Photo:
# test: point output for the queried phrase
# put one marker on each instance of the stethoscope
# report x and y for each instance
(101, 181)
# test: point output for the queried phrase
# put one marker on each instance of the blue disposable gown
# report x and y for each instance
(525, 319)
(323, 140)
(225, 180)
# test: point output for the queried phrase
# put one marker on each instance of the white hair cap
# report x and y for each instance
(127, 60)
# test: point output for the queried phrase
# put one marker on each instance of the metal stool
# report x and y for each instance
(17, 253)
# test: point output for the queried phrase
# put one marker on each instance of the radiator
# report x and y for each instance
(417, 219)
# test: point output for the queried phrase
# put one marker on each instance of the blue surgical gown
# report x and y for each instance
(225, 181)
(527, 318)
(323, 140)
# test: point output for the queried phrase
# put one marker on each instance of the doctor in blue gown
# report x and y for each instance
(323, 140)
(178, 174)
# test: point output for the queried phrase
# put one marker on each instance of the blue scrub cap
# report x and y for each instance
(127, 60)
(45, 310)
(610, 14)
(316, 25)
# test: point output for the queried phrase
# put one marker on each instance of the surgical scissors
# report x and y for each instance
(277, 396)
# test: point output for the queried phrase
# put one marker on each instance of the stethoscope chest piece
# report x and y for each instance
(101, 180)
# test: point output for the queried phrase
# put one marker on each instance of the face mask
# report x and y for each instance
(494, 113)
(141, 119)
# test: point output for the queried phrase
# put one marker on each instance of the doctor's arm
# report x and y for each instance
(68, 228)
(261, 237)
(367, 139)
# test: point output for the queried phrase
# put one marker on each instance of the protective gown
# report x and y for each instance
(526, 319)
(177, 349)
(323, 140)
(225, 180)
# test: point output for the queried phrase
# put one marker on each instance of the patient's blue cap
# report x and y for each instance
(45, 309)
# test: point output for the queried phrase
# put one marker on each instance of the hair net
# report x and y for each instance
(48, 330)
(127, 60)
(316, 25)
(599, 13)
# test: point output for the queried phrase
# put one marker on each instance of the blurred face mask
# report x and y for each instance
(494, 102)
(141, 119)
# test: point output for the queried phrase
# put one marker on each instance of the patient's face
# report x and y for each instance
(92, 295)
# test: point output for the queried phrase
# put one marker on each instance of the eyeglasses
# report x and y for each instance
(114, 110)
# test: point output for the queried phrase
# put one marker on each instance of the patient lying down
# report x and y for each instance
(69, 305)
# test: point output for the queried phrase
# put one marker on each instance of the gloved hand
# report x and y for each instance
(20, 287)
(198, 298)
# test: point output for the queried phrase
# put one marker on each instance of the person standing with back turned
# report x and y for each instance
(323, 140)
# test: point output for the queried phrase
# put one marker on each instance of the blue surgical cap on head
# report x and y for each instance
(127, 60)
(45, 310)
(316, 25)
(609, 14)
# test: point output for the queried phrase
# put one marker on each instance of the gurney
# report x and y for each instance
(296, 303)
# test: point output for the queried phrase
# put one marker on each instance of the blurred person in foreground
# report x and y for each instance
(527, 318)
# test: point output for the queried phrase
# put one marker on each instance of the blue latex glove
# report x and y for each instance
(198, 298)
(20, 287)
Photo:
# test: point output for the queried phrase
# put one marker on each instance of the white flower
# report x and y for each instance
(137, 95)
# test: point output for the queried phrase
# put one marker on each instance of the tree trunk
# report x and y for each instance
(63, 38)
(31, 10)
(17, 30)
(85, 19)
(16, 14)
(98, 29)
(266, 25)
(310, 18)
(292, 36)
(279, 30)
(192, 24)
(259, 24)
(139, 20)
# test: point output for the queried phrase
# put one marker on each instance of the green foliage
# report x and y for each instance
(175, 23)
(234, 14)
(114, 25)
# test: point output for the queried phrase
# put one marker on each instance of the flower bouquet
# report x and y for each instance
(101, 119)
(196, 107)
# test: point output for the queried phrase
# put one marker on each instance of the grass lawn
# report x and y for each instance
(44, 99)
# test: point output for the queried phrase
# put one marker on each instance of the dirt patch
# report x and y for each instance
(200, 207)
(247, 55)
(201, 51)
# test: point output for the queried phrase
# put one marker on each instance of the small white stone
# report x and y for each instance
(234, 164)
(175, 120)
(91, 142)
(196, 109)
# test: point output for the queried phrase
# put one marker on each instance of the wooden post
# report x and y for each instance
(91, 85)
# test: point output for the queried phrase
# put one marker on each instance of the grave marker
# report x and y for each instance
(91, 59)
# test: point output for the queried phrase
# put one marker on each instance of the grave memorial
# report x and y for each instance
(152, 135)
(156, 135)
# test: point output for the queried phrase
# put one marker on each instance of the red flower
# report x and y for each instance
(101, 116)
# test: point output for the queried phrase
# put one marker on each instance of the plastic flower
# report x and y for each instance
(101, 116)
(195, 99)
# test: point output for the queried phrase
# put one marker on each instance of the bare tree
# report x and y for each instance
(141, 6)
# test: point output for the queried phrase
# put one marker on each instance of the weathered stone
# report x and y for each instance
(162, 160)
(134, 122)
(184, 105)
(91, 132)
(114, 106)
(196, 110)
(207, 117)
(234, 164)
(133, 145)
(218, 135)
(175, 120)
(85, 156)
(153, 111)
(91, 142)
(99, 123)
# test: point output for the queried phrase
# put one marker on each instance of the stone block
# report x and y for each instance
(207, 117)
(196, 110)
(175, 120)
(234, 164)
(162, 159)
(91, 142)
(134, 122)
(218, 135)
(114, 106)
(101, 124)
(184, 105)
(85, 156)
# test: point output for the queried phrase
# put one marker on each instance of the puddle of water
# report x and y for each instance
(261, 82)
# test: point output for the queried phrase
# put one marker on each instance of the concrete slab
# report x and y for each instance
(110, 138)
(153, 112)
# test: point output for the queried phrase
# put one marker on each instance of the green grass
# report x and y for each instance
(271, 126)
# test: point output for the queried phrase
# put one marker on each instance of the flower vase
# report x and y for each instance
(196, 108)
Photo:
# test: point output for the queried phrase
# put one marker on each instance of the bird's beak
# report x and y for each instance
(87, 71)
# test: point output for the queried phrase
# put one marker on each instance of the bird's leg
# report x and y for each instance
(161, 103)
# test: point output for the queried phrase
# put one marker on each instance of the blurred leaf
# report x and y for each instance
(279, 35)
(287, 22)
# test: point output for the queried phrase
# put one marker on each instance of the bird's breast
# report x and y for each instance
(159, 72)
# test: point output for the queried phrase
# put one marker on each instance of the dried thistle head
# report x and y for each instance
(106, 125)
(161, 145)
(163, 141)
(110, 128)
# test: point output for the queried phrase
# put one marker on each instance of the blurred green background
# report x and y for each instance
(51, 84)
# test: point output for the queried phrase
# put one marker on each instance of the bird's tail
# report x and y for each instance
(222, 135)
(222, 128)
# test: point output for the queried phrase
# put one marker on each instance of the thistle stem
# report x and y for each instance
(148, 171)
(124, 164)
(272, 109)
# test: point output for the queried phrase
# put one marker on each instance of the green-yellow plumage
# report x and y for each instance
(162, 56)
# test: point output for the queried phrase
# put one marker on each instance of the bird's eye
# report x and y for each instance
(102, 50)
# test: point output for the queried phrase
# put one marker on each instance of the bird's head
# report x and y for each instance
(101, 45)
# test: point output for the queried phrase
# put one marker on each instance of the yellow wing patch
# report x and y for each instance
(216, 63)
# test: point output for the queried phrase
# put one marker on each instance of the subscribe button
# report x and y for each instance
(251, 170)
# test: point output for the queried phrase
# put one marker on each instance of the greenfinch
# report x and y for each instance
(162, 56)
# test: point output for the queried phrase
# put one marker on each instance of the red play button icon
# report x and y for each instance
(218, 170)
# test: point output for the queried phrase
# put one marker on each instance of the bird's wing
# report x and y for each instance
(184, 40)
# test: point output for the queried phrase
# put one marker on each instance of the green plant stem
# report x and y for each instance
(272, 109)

○ ○ ○ ○ ○

▸ Requirement:
Set down every line of the listing above again, exactly as given.

▸ Exercise output:
Photo:
# test: point output for the queried phrase
# put one marker on each instance of the stethoscope
# report x and y for each instance
(101, 181)
# test: point output for the queried phrase
# put one marker on each instance of the blue disposable gown
# report x and y for each instance
(525, 319)
(323, 140)
(225, 180)
# test: point output for the queried phrase
# put one marker on each instance of the white hair cap
# report x and y for each instance
(127, 60)
# test: point output for the queried phrase
# put one marker on each instance of the metal stool
# report x and y for each instance
(17, 253)
# test: point output for the queried phrase
# put one marker on each instance of the radiator
# report x and y for each instance
(417, 219)
# test: point output for the queried phrase
# put one marker on each instance of the blue surgical gown
# report x and y for each instance
(225, 181)
(527, 318)
(323, 140)
# test: point output for the queried phrase
# put one marker on each instance of the doctor in blue gown
# report x and y for each instance
(323, 140)
(178, 174)
# test: point output for the queried phrase
# put one marker on each instance of the blue scrub cap
# report x and y for each instance
(127, 60)
(45, 310)
(610, 14)
(316, 25)
# test: point output for the queried phrase
# put one marker on each instance of the surgical scissors
# report x and y for each instance
(277, 396)
# test: point output for the queried phrase
# put one marker on each instance of the stethoscope chest piece
# report x and y for each instance
(101, 180)
# test: point output for the queried phrase
# put one marker on each instance of the face mask
# report x and y for each instance
(494, 113)
(141, 119)
# test: point output for the queried phrase
# put one marker on each instance of the doctor's arm
# report x and y for each instance
(68, 228)
(261, 237)
(367, 139)
# test: point output for the queried phrase
# put one marker on each instance of the protective gown
# report x and y for each instance
(526, 319)
(177, 349)
(323, 140)
(225, 180)
# test: point output for the queried phrase
# put one marker on each instance of the patient's blue cap
# report x and y for each instance
(45, 309)
# test: point output for the queried phrase
# put one marker on each instance of the hair net
# report x and y for each instance
(48, 330)
(127, 60)
(316, 25)
(599, 13)
# test: point output for the queried phrase
# put one marker on each instance of the blurred face mask
# report x and y for each instance
(494, 102)
(141, 119)
# test: point output for the queried phrase
# put one marker on each instance of the patient's face
# report x and y for each instance
(92, 295)
# test: point output for the queried phrase
# put one marker on each instance of the eyeglasses
# report x and y for each instance
(114, 110)
# test: point output for the queried phrase
# put one marker on each instance of the patient lying down
# report x and y for each instance
(69, 305)
# test: point output for the queried phrase
# put one marker on each instance of the gloved hand
# report x and y for each instance
(20, 287)
(198, 298)
# test: point output for the queried phrase
# put one marker on each instance of the person standing with back turned
# report x and y for each instance
(323, 140)
# test: point output for the queried phrase
# put one marker on each instance of the blue surgical cap on head
# report x and y for each instance
(127, 60)
(45, 310)
(316, 25)
(609, 14)
# test: point output for the queried phrase
# put one marker on each instance of the gurney
# report x and y for each instance
(296, 303)
# test: point output for the queried phrase
# put one marker on each instance of the blurred person in foreground
# report x and y for each instance
(527, 318)
# test: point output for the queried phrase
# put one marker on each instance of the blue latex glove
# report x and y for each instance
(198, 298)
(20, 287)
Photo:
# test: point output for the queried phrase
# put one marker on each instance of the white flower
# report x and y for each instance
(137, 95)
# test: point output for the queried phrase
# put one marker on each instance of the tree trunk
# report x and y for each instance
(63, 38)
(31, 10)
(17, 30)
(85, 19)
(16, 14)
(98, 29)
(266, 25)
(310, 18)
(292, 36)
(279, 30)
(192, 24)
(259, 24)
(139, 20)
# test: point output for the queried phrase
# put one marker on each instance of the green foliage
# report x and y for each instance
(175, 23)
(234, 14)
(114, 25)
# test: point output for the queried phrase
# put one marker on each instance of the flower bouquet
# report x and y for each instance
(101, 119)
(196, 107)
# test: point output for the queried phrase
# put one marker on each instance of the grass lawn
# report x and y for each instance
(44, 99)
# test: point output for the queried phrase
# put one marker on each instance of the dirt patch
# report x and y for each instance
(200, 207)
(247, 55)
(201, 51)
# test: point output for the queried phrase
# put one marker on each instance of the small white stone
# report x and y for each instance
(234, 164)
(175, 120)
(91, 142)
(196, 109)
# test: point output for the queried phrase
# put one marker on each instance of the wooden post
# report x and y for each instance
(91, 85)
# test: point output for the queried phrase
# put one marker on each instance of the grave marker
# report x and y for each instance
(91, 59)
# test: point output for the queried phrase
# put one marker on each instance of the grave memorial
# report x and y for each instance
(152, 135)
(156, 135)
# test: point output for the queried phrase
# put one marker on each instance of the red flower
# report x and y for each instance
(101, 116)
# test: point output for the queried phrase
# put one marker on each instance of the plastic flower
# report x and y for each instance
(101, 116)
(195, 99)
# test: point output for the queried phrase
# put one marker on each instance of the bare tree
# report x and y for each instance
(141, 6)
# test: point output for the queried phrase
# put one marker on each instance of the weathered stone
# report x and y for each instance
(162, 160)
(134, 122)
(184, 105)
(91, 132)
(114, 106)
(196, 110)
(207, 117)
(234, 164)
(133, 145)
(218, 135)
(175, 120)
(85, 156)
(153, 111)
(91, 142)
(99, 123)
# test: point output for the queried phrase
# put one marker on each instance of the stone block
# report x and y for each instance
(207, 117)
(196, 110)
(175, 120)
(234, 164)
(162, 159)
(91, 142)
(134, 122)
(218, 135)
(114, 106)
(101, 124)
(184, 105)
(85, 156)
# test: point output for the queried phrase
# put one marker on each instance of the puddle of water
# report x and y for each instance
(261, 82)
# test: point output for the queried phrase
# put one marker on each instance of the concrete slab
# report x and y for each instance
(110, 138)
(153, 112)
# test: point output for the queried phrase
# put one marker on each instance of the green grass
# report x and y for each instance
(271, 126)
# test: point output for the queried phrase
# put one marker on each instance of the flower vase
# report x and y for each instance
(196, 108)
Photo:
# test: point output for the queried phrase
# put one marker on each instance of the bird's beak
# report x and y for each instance
(87, 71)
# test: point output for the queried phrase
# put one marker on each instance of the bird's leg
# report x and y for each instance
(161, 103)
# test: point output for the queried phrase
# put one marker on each instance of the blurred leaf
# report x and y for each instance
(279, 35)
(287, 22)
# test: point output for the queried phrase
# put one marker on each instance of the bird's breast
# report x and y for each instance
(159, 72)
# test: point output for the queried phrase
# put one marker on each instance of the dried thistle head
# report x and y for each instance
(106, 125)
(161, 145)
(163, 141)
(110, 128)
# test: point output for the queried phrase
# put one marker on each instance of the blurred green background
# report x and y for each instance
(51, 84)
# test: point output for the queried phrase
# put one marker on each instance of the bird's tail
# report x and y for each instance
(222, 135)
(222, 128)
# test: point output for the queried phrase
# put one marker on each instance of the thistle stem
# report x and y for each instance
(148, 171)
(124, 164)
(272, 109)
# test: point output for the queried phrase
# put one marker on each instance of the green-yellow plumage
# report x and y for each instance
(162, 56)
# test: point output for the queried phrase
# put one marker on each instance of the bird's eye
# report x and y for each instance
(102, 50)
# test: point output for the queried phrase
# put one marker on each instance of the bird's head
# report x and y for each instance
(101, 45)
# test: point output for the queried phrase
# put one marker on each instance of the yellow wing patch
# report x and y for each instance
(216, 63)
# test: point output for the queried phrase
# put one marker on each instance of the subscribe button
# report x and y for each instance
(251, 170)
# test: point output for the queried phrase
# put one marker on each instance of the greenfinch
# report x and y for each instance
(162, 56)
# test: point output for the queried phrase
# put one marker on each instance of the red play button icon
# report x and y for each instance
(218, 170)
# test: point output for the queried phrase
# put one marker on each instance of the bird's wing
# report x and y for each instance
(184, 40)
# test: point output for the queried phrase
# put one marker on each instance of the green plant stem
# report x and y for each instance
(272, 109)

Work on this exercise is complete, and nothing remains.